(EXERCISE TASKS)
1. Quote the piece on 'Baby Reindeer' word for word, starting with "Interior of a" and going on through "on Rotten Tomatoes.".
2. Extend the article on 'Baby Reindeer' by writing what follows its last sentence.

Interior of a Westminster pub.
Credit - Thomas Dahlstrøm Nielsen

Staff Writer Leah Napier-Raikes explains the success of ‘Baby Reindeer’, a gripping narrative about stalking and abuse.

Since its debut on April 11th, ‘Baby Reindeer,’ the gripping British drama-thriller on Netflix, has climbed to the No. 1 spot on the streaming platform in both the UK and the US. The programme boasts a seldom seen 100% rating on Rotten Tomatoes. 

The 7-episode series follows ‘Donny Dunn,’ a bartender and failing comedian as he takes pity on a middle-aged woman at his London pub. Visibly distressed and lonely, ‘Martha’ —portrayed by the phenomenal Jessica Gunning—self-styles as a high-ranked lawyer, working with government officials and celebrities, while claiming to not have the funds for a cup of tea. 

This exchange evolves into routine: Martha appears at Dunn’s workplace and lavishes him with compliments and attention, Dunn reciprocates by offering her a free Diet Coke and occasional insincere reciprocal flirtation each visit. What appears a lighthearted, friendly gesture, with an ironic undertone from Dunn, escalates when Martha accesses Dunn’s email address and proceeds to bombard him with abhorrent emails daily.

This begins the real story of stalking and abuse endured by Richard Gadd, the actor portraying Donny Dunn and the writer of the show. As Gadd states in the “Making Of”, his story culminated through “41,071 emails, 350 hours of voicemail, 744 tweets, 46 Facebook messages, four fake Facebook accounts, 106 pages of letters, and one cup of tea.” 

The Grey Areas of Victimhood

Stalking is familiar theme for many viewers: Netflix, for example, offers a variety of TV series on the subject, including popular titles such as ‘You’ or ‘Pretty Little Liars’. Movies and TV shows centered around the theme of stalking typically present such topics in in a heightened, highly fictionalised manner, often tinged with a dark, sexual undertone.

(RECORD EXCERPTS)
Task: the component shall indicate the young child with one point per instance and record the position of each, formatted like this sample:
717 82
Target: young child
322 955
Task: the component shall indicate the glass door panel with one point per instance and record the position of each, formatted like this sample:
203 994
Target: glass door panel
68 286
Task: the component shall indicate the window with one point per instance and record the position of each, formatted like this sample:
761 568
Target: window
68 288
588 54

* * *

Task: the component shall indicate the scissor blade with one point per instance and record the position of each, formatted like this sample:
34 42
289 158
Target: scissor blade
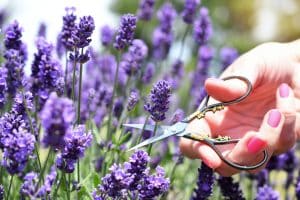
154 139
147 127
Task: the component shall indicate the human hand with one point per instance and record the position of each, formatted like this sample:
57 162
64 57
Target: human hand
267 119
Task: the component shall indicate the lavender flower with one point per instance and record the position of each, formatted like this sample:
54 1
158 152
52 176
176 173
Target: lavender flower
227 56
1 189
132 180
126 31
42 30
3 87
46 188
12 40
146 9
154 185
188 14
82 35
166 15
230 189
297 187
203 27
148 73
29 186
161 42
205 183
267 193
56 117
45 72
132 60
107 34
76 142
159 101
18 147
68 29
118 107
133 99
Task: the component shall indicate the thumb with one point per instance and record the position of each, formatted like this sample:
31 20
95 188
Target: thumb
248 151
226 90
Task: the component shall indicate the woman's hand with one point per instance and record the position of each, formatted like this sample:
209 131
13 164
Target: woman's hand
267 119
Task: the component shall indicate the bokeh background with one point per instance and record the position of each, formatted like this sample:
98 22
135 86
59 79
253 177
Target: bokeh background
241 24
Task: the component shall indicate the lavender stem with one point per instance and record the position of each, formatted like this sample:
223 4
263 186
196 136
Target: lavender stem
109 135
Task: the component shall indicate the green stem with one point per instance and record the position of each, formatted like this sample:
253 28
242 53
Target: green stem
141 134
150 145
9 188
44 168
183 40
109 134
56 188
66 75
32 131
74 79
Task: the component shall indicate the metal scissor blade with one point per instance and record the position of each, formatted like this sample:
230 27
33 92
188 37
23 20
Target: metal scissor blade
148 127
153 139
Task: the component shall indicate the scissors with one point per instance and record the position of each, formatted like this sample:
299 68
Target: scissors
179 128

(OUTPUTS)
1.
Interior of a Westminster pub.
Credit - Thomas Dahlstrøm Nielsen

Staff Writer Leah Napier-Raikes explains the success of ‘Baby Reindeer’, a gripping narrative about stalking and abuse.

Since its debut on April 11th, ‘Baby Reindeer,’ the gripping British drama-thriller on Netflix, has climbed to the No. 1 spot on the streaming platform in both the UK and the US. The programme boasts a seldom seen 100% rating on Rotten Tomatoes.

2.
‘Baby Reindeer’, however, truly sets itself apart from the precedent. Drawing heavily on Richard Gadd’s personal ordeal with a stalker, this production rejects the common narrative of a blatant, unwavering, good-versus-bad binary between stalker and stalked. Instead, Gadd elevates the gripping account with a raw look into his own behaviours during this traumatic phase of his life, sincerely narrating through his character ‘Donny’ in ways which mirror our apprehensions and critiques of his choices as the audience watching these events unfold.

Throughout this messy ordeal, a witty, dry self-awareness underscores Donny’s unrelenting misfortune and cuts through the show’s tension. The comedic elements in the show notably enhance the overall viewing experience, especially considering that its heavy and complex themes can become difficult to get through at times.

A central source of this humorous self-reflection is Dunn’s consistent downplaying of the severity of the threat posed by the obsessive woman when reporting to the authorities. This shortcoming from Dunn, as he narrates, is not entirely unintentional. As the dynamic between Donny and his stalker evolves, the audience, frustrated, sees how despite Martha’s suffocating presence over time, Dunn fails time and time again to cleanse her from his life.

This exploration of the flawed human experience is what makes ‘Baby Reindeer’ such a gut-punching, well-portrayed examination of victimhood. This show directly deconstructs the “perfect victim” archetype–Dunn is not flawless, blameless, or devoid of personal agency. Instead we see through Donny’s eyes why so many victims refuse to sever ties with their abusers or report them to authorities.

‘Baby Reindeer’ argues that Donny may have enabled the continuation of much of his abuse because of his deep desire to feel validated. This bold argument on a distinctly gutty topic elevates the complexity of the show. While Gadd admittedly had no distinct, overarching message to present through the telling of his stalking experience, his story still touches on various societal issues that he came face-to-face with during his experiences.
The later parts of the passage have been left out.